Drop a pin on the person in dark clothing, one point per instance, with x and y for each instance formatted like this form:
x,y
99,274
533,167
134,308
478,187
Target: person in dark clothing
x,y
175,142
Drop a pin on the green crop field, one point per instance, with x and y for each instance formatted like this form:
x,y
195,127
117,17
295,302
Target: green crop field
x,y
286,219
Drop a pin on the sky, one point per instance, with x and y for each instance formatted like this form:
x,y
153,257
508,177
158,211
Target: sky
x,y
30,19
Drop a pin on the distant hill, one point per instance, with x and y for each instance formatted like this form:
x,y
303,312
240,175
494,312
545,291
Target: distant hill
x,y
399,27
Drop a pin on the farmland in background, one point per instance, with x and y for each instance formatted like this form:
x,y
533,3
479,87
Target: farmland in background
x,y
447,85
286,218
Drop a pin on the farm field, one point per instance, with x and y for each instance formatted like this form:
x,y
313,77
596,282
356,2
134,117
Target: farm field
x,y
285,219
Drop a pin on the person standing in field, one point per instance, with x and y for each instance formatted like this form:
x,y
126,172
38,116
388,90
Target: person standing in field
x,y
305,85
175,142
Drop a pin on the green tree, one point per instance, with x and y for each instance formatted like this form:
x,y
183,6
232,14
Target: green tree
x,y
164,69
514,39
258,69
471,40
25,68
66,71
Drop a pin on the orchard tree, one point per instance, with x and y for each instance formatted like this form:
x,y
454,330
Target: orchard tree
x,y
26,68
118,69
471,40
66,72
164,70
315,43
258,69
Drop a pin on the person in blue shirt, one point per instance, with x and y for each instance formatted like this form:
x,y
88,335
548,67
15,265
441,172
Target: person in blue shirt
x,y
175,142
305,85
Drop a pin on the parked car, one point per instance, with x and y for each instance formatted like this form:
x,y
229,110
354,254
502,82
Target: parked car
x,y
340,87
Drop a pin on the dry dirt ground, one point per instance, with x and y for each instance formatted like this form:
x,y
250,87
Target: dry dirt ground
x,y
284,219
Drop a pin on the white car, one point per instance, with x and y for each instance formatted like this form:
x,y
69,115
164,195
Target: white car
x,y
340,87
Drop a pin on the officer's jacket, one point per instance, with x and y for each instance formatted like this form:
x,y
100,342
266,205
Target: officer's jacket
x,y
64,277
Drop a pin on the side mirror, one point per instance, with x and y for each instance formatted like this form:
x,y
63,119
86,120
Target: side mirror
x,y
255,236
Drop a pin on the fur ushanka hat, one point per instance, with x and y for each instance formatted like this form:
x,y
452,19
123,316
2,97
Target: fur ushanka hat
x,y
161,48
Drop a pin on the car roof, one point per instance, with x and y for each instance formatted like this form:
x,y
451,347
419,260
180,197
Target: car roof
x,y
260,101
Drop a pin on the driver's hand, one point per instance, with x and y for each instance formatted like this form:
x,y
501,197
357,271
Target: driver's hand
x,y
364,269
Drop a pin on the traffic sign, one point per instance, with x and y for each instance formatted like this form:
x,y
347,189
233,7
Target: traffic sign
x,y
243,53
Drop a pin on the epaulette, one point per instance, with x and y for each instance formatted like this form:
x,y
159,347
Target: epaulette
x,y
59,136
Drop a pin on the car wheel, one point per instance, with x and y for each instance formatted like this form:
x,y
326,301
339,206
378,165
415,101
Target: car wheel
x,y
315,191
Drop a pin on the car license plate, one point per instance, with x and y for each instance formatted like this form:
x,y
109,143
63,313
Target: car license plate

What is expected:
Exactly as written, output the material once more.

Written solution:
Drop a pin on the person in dark clothing, one point per instance, with x and y for each instance formatted like this form:
x,y
99,274
533,167
134,308
478,187
Target: person in dark clothing
x,y
175,142
Drop a pin on the green crop field, one point per instance, with x and y for each instance formatted like this form:
x,y
195,127
117,17
295,302
Target: green crop field
x,y
286,219
Drop a pin on the sky, one point per instance, with x and y for each instance formatted like this form:
x,y
153,257
508,177
158,211
Target: sky
x,y
30,19
Drop a pin on the distant hill, one point per instance, with x and y for each instance formatted like this form:
x,y
303,312
240,175
494,312
545,291
Target: distant hill
x,y
399,27
Drop a pin on the farmland in background, one point per instance, with x and y for each instance formatted like this form:
x,y
533,3
479,87
Target: farmland in background
x,y
447,85
286,218
Drop a pin on the farm field, one point per instance, with x and y for each instance formatted like this form:
x,y
313,77
596,282
356,2
134,117
Target: farm field
x,y
285,219
Drop a pin on the person standing in field, one point per instance, with x and y for each instance formatted like this form:
x,y
126,172
38,116
388,90
Target: person standing in field
x,y
305,85
175,142
Drop a pin on the green tree, one point per instance, with x and y for each instance formatted like this form:
x,y
183,6
232,14
Target: green tree
x,y
164,69
514,39
258,69
471,40
25,68
66,71
Drop a pin on the orchard tree, one point per instance, with x and y for each instance formatted like this form:
x,y
454,330
Target: orchard tree
x,y
26,68
118,69
471,40
66,72
164,70
315,43
258,69
Drop a pin on the person in blue shirt, one point per instance, with x and y for each instance formatted like this form:
x,y
88,335
548,67
15,265
441,172
Target: person in blue shirt
x,y
175,142
305,85
Drop a pin on the parked car, one point per instance, with x and y for each instance formatted like this form:
x,y
229,110
354,254
502,82
Target: parked car
x,y
340,87
Drop a pin on the dry dirt ground, one point per instance, with x and y for each instance formatted like this form:
x,y
250,87
Target: dry dirt ground
x,y
284,219
Drop a pin on the white car, one point per instance, with x and y for each instance formatted like this form:
x,y
69,115
164,195
Target: white car
x,y
340,87
Drop a pin on the officer's jacket, one point per instance, with x and y for each instance formatted like this form:
x,y
100,342
266,205
Target: officer's jacket
x,y
64,277
Drop a pin on the side mirror, one point per instance, with x and y for each instance formatted like this form:
x,y
63,119
86,120
Target: side mirror
x,y
255,236
Drop a pin on the fur ushanka hat, one point per instance, with x and y for each instance formatted like this form:
x,y
452,19
123,316
2,97
Target: fur ushanka hat
x,y
161,48
Drop a pin on the car roof, one point per instance, with x and y for each instance formatted like this form:
x,y
451,347
419,260
180,197
Target: car roof
x,y
260,101
Drop a pin on the driver's hand, one point per instance, with x and y for each instance formatted like this form:
x,y
501,197
357,271
Target: driver's hand
x,y
364,269
Drop a pin on the traffic sign, one point per instance, with x and y for each instance formatted like this form:
x,y
347,189
233,7
Target: traffic sign
x,y
243,53
Drop a pin on the epaulette, one point per instance, with x and y for each instance formatted like this form:
x,y
159,347
Target: epaulette
x,y
59,136
Drop a pin on the car wheel, one point per instance, with x and y for each instance formatted like this form:
x,y
326,301
339,206
378,165
415,101
Target: car wheel
x,y
315,191
Drop a pin on the car license plate, one point per instance, with x and y for each instance formatted like this form:
x,y
109,143
63,313
Target: car license plate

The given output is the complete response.